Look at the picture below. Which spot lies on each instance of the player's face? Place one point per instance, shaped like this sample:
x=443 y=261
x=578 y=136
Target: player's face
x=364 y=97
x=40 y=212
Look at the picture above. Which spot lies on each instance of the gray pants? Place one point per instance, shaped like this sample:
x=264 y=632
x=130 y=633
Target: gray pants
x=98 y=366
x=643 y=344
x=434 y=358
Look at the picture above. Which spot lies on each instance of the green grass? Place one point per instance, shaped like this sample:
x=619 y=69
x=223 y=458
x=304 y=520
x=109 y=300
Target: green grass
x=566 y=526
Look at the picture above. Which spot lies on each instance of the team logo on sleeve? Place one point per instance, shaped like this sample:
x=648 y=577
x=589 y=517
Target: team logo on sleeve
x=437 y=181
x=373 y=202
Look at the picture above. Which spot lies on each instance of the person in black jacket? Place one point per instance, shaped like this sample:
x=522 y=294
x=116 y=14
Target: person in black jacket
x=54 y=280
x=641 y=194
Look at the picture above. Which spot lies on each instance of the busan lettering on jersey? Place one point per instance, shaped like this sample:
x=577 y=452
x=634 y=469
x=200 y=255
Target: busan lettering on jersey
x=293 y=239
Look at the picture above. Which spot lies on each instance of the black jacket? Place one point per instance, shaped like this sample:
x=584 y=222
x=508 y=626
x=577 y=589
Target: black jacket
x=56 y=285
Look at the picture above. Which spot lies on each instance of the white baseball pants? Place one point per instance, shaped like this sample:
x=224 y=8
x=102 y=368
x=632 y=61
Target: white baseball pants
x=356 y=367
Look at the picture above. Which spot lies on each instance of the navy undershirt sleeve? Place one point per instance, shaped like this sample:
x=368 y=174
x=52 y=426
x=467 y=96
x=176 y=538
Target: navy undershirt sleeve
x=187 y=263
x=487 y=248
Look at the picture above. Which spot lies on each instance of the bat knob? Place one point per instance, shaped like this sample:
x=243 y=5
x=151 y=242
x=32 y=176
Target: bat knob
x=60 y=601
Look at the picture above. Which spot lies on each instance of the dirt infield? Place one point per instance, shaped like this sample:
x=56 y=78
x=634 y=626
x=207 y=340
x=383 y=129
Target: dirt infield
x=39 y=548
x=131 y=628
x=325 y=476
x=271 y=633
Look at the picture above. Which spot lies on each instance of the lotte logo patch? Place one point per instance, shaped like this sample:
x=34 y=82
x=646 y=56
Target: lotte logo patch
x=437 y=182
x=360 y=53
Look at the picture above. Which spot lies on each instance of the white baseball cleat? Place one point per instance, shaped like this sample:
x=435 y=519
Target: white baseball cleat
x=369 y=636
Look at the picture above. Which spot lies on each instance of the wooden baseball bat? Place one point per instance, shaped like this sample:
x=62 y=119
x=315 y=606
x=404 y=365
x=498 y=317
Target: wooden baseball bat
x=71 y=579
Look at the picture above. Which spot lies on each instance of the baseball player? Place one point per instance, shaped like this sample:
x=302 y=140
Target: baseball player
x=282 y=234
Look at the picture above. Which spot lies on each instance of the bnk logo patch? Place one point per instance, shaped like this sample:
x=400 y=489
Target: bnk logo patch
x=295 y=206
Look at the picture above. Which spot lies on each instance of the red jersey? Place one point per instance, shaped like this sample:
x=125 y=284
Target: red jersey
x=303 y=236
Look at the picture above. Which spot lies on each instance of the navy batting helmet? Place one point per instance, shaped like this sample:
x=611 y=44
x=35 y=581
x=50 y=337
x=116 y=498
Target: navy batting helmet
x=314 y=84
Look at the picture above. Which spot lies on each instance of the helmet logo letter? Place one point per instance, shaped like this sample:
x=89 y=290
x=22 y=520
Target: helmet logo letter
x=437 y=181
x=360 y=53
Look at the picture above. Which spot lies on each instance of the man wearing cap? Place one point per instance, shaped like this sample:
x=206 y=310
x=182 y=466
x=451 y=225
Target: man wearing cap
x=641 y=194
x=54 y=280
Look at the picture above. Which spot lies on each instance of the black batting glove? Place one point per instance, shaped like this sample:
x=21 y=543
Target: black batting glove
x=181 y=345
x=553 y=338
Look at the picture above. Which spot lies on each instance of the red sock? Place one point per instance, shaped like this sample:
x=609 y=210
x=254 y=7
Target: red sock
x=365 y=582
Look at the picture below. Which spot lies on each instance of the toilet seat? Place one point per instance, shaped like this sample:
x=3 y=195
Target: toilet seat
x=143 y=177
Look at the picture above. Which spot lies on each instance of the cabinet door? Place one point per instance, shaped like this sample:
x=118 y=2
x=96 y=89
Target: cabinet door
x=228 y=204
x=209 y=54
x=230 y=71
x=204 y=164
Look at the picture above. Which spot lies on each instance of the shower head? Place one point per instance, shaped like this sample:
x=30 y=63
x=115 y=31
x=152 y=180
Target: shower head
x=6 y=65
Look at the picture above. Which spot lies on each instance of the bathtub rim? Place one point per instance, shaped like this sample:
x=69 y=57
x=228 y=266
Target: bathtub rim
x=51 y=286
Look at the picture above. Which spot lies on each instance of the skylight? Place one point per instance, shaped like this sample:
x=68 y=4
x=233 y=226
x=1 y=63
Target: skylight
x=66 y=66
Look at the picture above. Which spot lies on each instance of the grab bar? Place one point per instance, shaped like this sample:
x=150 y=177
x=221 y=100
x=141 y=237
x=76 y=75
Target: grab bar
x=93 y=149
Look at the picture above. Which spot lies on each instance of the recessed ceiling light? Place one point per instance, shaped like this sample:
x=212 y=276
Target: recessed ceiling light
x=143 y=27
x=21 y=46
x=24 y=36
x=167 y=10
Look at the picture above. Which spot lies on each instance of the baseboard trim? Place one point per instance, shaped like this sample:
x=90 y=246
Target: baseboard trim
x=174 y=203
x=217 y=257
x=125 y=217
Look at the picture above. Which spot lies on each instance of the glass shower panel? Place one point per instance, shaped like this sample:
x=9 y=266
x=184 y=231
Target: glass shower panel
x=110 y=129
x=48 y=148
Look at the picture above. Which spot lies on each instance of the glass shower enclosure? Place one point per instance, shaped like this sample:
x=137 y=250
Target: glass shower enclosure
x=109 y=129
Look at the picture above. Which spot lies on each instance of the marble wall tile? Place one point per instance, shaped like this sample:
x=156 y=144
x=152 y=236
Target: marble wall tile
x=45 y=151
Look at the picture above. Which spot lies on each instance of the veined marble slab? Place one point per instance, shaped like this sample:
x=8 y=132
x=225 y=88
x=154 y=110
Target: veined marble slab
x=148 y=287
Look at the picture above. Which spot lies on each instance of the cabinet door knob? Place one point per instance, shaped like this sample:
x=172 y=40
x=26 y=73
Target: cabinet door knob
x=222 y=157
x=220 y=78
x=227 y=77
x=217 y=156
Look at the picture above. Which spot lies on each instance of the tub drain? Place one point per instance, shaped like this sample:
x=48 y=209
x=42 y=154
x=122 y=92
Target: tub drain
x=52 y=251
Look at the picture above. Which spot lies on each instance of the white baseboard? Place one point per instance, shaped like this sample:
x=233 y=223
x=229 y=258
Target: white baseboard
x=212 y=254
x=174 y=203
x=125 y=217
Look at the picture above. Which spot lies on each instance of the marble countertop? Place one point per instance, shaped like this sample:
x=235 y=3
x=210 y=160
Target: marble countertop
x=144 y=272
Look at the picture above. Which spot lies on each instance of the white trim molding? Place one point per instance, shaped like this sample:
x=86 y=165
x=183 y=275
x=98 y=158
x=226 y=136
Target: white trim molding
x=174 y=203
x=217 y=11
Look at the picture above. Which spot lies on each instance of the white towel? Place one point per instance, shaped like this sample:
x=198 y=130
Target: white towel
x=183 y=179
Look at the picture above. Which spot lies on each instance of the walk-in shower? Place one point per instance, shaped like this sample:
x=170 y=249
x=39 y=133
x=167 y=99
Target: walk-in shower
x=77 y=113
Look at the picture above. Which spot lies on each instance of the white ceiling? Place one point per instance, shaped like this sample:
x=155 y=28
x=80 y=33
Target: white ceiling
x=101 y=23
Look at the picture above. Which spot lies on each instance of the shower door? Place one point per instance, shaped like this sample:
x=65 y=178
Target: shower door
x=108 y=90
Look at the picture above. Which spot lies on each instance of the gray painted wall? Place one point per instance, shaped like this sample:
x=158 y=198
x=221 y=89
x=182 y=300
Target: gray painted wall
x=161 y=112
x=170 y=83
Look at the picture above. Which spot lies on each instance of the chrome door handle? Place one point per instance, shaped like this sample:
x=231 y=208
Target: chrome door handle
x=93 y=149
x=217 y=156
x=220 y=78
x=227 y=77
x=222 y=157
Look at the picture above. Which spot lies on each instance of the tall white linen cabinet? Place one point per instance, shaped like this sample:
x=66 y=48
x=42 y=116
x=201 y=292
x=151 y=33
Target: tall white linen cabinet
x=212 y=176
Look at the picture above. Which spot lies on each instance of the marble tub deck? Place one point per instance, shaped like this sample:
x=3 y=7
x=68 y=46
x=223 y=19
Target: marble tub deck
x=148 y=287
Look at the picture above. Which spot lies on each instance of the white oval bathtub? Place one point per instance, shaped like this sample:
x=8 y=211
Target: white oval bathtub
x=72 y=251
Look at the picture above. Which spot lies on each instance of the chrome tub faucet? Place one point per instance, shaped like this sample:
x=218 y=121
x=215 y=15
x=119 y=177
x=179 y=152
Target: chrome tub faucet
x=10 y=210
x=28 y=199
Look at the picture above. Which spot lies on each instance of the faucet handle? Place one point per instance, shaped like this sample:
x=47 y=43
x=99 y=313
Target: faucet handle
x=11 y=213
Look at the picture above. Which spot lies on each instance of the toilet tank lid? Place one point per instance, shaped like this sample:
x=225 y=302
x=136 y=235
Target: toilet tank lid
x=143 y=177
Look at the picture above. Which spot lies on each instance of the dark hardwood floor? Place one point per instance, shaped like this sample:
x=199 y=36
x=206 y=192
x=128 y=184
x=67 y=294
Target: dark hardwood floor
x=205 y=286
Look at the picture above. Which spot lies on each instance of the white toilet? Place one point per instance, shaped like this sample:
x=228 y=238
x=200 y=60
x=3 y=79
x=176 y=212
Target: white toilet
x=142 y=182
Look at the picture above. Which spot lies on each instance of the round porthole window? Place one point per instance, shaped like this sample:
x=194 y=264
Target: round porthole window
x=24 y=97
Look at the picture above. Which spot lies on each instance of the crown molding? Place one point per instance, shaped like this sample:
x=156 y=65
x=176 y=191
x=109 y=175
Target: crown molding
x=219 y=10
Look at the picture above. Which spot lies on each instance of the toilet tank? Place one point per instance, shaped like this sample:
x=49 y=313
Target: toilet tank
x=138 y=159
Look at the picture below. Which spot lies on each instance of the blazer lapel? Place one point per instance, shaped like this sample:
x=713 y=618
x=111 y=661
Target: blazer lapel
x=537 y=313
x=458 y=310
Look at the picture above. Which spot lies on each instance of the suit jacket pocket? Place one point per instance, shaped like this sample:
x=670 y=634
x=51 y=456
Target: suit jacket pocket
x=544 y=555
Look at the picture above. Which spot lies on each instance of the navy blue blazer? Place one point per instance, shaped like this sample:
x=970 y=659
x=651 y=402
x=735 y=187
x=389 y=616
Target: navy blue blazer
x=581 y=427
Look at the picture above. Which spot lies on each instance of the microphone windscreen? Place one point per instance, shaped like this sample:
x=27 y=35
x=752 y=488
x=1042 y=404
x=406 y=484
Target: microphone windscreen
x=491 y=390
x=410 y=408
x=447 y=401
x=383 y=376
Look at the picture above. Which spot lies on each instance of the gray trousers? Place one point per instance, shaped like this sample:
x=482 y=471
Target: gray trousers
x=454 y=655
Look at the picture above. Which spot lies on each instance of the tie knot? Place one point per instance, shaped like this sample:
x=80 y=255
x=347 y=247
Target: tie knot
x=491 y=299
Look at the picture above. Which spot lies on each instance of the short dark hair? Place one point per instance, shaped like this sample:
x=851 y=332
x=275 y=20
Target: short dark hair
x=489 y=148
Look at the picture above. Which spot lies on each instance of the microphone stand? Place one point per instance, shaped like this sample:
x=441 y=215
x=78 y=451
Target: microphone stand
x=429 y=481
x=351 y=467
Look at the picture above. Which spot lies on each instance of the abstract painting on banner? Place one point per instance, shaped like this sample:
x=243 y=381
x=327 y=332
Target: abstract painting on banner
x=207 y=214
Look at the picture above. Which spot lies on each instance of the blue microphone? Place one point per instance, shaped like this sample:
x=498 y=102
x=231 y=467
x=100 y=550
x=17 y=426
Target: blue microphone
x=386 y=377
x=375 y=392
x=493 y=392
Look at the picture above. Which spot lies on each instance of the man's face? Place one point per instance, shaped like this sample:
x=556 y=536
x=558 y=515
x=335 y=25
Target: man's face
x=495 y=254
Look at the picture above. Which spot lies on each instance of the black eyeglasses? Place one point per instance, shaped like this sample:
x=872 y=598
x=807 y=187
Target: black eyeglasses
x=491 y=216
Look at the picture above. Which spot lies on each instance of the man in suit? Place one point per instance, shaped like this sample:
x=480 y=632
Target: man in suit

**Task**
Rewrite the material from its first line through the line containing "x=373 y=202", changing every "instance" to "occurrence" and leaving everything else the same.

**The output**
Look at the picture below. Which spot lies on each occurrence of the player's face? Place one point per occurrence, shaped like this sample:
x=443 y=261
x=578 y=136
Target: player's face
x=364 y=97
x=40 y=212
Look at the picture above. Which spot lies on each occurrence of the gray pants? Place one point per occurrence, shaped like this sample:
x=264 y=632
x=130 y=633
Target: gray pants
x=98 y=366
x=643 y=344
x=434 y=358
Look at the picture above. Which spot lies on each occurrence of the green grass? Place one point per occurrence, shaped like this sample:
x=619 y=69
x=223 y=458
x=304 y=520
x=109 y=300
Target: green grass
x=566 y=526
Look at the picture above. Which spot lies on each occurrence of the team logo on sleeve? Place one point per occurrence, shaped like this sample:
x=648 y=577
x=589 y=517
Target: team logo on sleeve
x=437 y=181
x=373 y=202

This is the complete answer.